» Text section:
---+---

# HF 7x10 Mini Lathe Lead Screw and Pillow Blocks



## NF6X (May 18, 2020)

I have an older Harbor Freight 7x10 mini lathe, model 33684, which I allowed to get rusty and decrepit. I'm now fixing it up and upgrading it with lots of fun stuff from Little Machine Shop: metal gears, quick change tool post, carriage lock and stop, 4" 3-jaw chuck, holder to use a Proxxon tool as a tool post grinder, etc.

The lead screw feels much tighter than I think it should when I try to turn it. Removing it and cleaning/re-lubricating helped a little bit, but it still feels awfully tight when both pillow block are screwed down to the casting tightly. The lead screw and pillow block bearing surfaces look smooth, and they aren't among the areas which got rusty. Either pillow block spins smoothly by itself, but the lead screw gets tighter when both pillow blocks are screwed down. I'm wondering if maybe something warped such that the two pillow blocks are no longer lined up properly. It does not seem to be insufficient end play; I can adjust them such that I can move the lead screw laterally a tiny bit, and it's still tight. I'm wondering whether I might be able to flap out the inside of the right end pillow block to prevent the binding, since it doesn't seem to me that a tiny bit of looseness at that end should produce problems as long as the lead screw doesn't flap around enough to hit the disengaged half nuts.

Before I try anything I may regret, I'm wondering if this is a known issue and/or if anybody has advice about how to address this. This is the main thing that prompted me to join H-M. If there are any upgrades I might want to consider buying/making for the lead screw or its pillow blocks while I'm at it, I'd love to hear about them. Maybe better bearing surfaces? Add some sort of oilers there?


----------



## NF6X (May 18, 2020)

---+---

» Problems to solve:
A) Return the passage of the lathe post starting at "I have an older" and ending at "post grinder, etc.", copied word for word.
B) What model number does the lathe post give for the Harbor Freight 7x10 mini lathe?
The lines below play no part in this work.

---+---

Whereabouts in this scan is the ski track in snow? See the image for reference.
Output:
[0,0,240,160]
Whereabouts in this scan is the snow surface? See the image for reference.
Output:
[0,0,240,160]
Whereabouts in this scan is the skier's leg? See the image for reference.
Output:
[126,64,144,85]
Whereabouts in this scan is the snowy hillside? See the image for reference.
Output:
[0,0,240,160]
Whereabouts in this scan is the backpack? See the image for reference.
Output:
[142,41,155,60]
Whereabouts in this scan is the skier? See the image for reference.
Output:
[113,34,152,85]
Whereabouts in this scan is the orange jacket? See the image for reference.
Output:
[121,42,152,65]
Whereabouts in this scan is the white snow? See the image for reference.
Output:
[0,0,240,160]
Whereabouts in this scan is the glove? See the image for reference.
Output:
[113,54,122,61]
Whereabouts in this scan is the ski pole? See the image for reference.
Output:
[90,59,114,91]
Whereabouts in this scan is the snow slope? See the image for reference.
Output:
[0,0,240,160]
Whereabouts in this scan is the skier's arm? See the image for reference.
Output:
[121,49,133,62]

---+---

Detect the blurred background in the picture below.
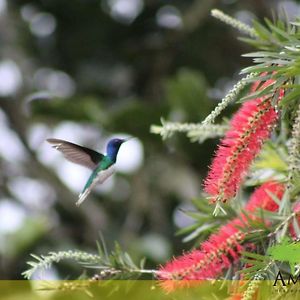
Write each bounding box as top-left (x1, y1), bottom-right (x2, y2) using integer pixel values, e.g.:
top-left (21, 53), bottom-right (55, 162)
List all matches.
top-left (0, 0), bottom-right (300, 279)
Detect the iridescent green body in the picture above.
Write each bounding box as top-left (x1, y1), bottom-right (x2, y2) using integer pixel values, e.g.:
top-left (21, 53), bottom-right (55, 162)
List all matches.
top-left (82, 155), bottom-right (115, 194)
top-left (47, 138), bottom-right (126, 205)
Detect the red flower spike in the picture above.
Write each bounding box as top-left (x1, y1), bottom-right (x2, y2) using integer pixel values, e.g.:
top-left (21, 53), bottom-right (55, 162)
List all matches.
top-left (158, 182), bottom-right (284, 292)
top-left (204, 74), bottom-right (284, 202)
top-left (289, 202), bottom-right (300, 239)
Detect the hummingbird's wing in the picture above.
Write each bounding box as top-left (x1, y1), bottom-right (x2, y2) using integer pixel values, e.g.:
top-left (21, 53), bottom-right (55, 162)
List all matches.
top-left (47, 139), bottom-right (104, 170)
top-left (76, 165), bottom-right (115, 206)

---+---

» Results for the exercise:
A)
I have an older Harbor Freight 7x10 mini lathe, model 33684, which I allowed to get rusty and decrepit. I'm now fixing it up and upgrading it with lots of fun stuff from Little Machine Shop: metal gears, quick change tool post, carriage lock and stop, 4" 3-jaw chuck, holder to use a Proxxon tool as a tool post grinder, etc.

B) 33684